Exercise prompt: Return every entry exactly as written.

[Natural language region descriptions]

________________

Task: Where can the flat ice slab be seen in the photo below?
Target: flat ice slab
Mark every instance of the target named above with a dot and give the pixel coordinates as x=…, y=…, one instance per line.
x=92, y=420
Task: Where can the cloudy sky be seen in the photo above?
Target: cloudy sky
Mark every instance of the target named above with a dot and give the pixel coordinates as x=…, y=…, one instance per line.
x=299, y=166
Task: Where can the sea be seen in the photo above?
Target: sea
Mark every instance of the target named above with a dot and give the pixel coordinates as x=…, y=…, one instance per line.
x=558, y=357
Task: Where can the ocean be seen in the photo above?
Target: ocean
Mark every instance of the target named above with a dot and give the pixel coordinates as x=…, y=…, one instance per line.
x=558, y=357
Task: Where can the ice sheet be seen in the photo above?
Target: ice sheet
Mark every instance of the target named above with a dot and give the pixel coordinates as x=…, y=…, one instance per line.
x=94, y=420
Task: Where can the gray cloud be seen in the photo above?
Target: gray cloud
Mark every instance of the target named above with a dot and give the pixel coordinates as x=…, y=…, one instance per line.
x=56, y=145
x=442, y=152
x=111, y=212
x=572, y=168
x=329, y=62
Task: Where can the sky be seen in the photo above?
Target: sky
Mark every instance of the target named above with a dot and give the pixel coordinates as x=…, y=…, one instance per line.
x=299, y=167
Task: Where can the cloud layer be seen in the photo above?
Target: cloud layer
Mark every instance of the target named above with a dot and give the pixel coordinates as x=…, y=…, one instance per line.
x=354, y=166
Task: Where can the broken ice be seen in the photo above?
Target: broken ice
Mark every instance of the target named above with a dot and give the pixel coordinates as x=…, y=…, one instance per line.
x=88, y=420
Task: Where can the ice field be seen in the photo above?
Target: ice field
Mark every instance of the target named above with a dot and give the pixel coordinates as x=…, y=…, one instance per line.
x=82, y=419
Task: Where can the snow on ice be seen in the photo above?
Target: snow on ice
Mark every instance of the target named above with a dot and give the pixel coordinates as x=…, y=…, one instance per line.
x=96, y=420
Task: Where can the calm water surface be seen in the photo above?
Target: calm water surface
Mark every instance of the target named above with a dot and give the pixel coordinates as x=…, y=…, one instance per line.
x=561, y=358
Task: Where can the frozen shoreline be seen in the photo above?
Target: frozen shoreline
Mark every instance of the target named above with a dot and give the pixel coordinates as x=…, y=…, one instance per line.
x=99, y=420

________________

Problem solution:
Task: Where can the flat ice slab be seen in the photo below?
Target: flat ice slab
Mark every instance of the target named above with a dot and give the pixel coordinates as x=…, y=…, one instance per line.
x=92, y=420
Task: Where can the cloudy sky be seen in the photo above?
Target: cloudy sky
Mark every instance of the target named above with a dot and give the pixel coordinates as x=…, y=…, one instance per line.
x=299, y=166
Task: Where can the sea be seen in the photo above?
Target: sea
Mark every instance of the target named above with a dot and give the pixel coordinates as x=…, y=…, one instance per line.
x=558, y=357
Task: Where can the ocean be seen in the photo above?
Target: ocean
Mark every instance of the target named above with a dot and give the pixel coordinates as x=…, y=…, one instance per line.
x=558, y=357
Task: Where can the ice sheet be seen in the photo above?
Target: ice sheet
Mark every instance of the target named above with a dot and give the pixel coordinates as x=…, y=…, one instance per line.
x=94, y=420
Task: Where can the gray cloud be seen in the photo above?
Target: gray cloud
Mark every instance of the target named above with a dot and give the pixel coordinates as x=…, y=…, one instance per line.
x=56, y=145
x=442, y=152
x=111, y=212
x=572, y=168
x=329, y=62
Task: Where can the sky be seen in the photo above?
Target: sky
Mark every instance of the target named above with a dot and give the pixel coordinates as x=…, y=…, one instance per line.
x=299, y=167
Task: Where can the cloud layer be seen in the photo above?
Target: cloud layer
Mark every instance of the target named above with a dot and give the pixel coordinates as x=…, y=…, one instance per line.
x=354, y=166
Task: Where can the broken ice be seen in the photo above?
Target: broken ice
Mark every instance of the target named above with a dot and give the pixel coordinates as x=…, y=…, one instance per line.
x=88, y=420
Task: Where can the ice field be seen in the photo above?
Target: ice field
Mark every instance of the target named above with a dot and give the pixel coordinates as x=…, y=…, one instance per line.
x=82, y=419
Task: Where can the snow on ice be seen in the photo above?
Target: snow on ice
Mark every instance of the target named above with a dot and give the pixel coordinates as x=…, y=…, one instance per line.
x=96, y=420
Task: Where can the calm water surface be seen in the photo above?
Target: calm water surface
Mark every instance of the target named above with a dot and give the pixel coordinates as x=…, y=…, one instance per line.
x=561, y=358
Task: Where can the frozen shoreline be seen in the photo above?
Target: frozen shoreline
Mark every instance of the target named above with a dot and give the pixel coordinates as x=…, y=…, one instance per line.
x=99, y=420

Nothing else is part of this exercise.